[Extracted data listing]
---*---
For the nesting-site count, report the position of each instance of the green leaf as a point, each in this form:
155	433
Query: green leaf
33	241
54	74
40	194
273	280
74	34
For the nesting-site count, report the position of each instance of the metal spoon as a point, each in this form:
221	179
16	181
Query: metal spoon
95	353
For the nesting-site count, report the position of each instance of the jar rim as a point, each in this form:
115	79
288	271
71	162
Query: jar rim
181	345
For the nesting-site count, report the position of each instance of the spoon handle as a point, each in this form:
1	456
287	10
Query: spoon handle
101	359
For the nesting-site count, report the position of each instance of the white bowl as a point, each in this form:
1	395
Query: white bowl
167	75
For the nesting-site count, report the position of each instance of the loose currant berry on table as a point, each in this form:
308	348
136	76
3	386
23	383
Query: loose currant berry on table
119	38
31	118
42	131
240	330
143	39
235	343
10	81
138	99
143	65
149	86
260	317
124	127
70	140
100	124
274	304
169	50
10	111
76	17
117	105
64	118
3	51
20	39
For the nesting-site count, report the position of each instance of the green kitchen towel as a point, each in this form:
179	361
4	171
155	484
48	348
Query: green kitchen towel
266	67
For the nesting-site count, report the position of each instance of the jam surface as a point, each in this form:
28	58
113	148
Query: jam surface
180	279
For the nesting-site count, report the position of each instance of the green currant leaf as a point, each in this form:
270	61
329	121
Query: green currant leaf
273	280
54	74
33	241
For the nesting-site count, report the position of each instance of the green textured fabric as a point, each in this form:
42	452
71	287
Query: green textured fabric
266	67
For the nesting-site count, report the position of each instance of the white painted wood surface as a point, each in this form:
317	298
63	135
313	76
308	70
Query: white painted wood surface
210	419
---*---
§ Work required
Render every line of the listing above as a numbered list, leaving out any blank lines.

§ Correct result
1. For the nesting-site count, report the position of each instance of the green leaf as a point, each in this form:
2. 155	433
3. Query: green leaf
4. 33	241
5. 54	74
6. 40	194
7. 273	280
8. 74	34
9. For the nesting-site count, report the position of each instance of the metal spoon as a point, each in this form:
10. 221	179
11. 16	181
12. Query: metal spoon
13. 95	353
14. For the nesting-site count, report the position of each instance of the jar rim as a point, each in this form:
15. 115	79
16. 288	271
17. 71	162
18. Query: jar rim
19. 181	345
20. For the nesting-site count, report the position of each instance of the spoon handle as a point, each in this form:
21. 1	456
22. 287	10
23. Query: spoon handle
24. 101	359
25. For the nesting-site count, report the position of each instance of the white bowl as a point, each in this form:
26. 1	395
27. Query: white bowl
28. 167	75
29. For the nesting-site count, report the position of each instance of the loose currant berry on table as a point, each in this form:
30. 308	348
31. 136	76
32. 3	386
33. 23	383
34. Query: loose currant berry on table
35. 119	38
36. 31	118
37. 42	131
38. 240	330
39. 143	39
40. 235	343
41. 10	81
42. 138	99
43. 143	65
44. 149	86
45. 260	317
46. 124	127
47. 70	140
48. 100	124
49. 274	304
50. 169	50
51. 10	111
52. 76	17
53. 117	105
54. 64	118
55. 3	51
56. 20	39
57. For the nesting-site count, report the position of each instance of the green kitchen towel as a point, each in this form:
58. 179	361
59. 4	171
60. 155	484
61. 48	348
62. Query: green kitchen towel
63. 266	67
64. For the nesting-site count, report the position of each instance of the jam surface as a point, each in this form:
65. 28	58
66. 113	148
67. Query: jam surface
68. 180	279
69. For the nesting-site count, report the position of each instance of the green currant leaf as a point, each in this form:
70. 270	61
71. 329	121
72. Query: green currant leaf
73. 273	280
74. 54	74
75. 33	241
76. For the nesting-site count, report the position of each instance of the green textured fabric as a point, each in this form:
77. 42	452
78. 71	287
79. Query: green textured fabric
80. 266	67
81. For the nesting-site count, report the position of each instance of the white painted wood surface as a point, each in this form:
82. 317	298
83. 63	135
84. 313	76
85. 308	70
86. Query: white painted wood surface
87. 210	419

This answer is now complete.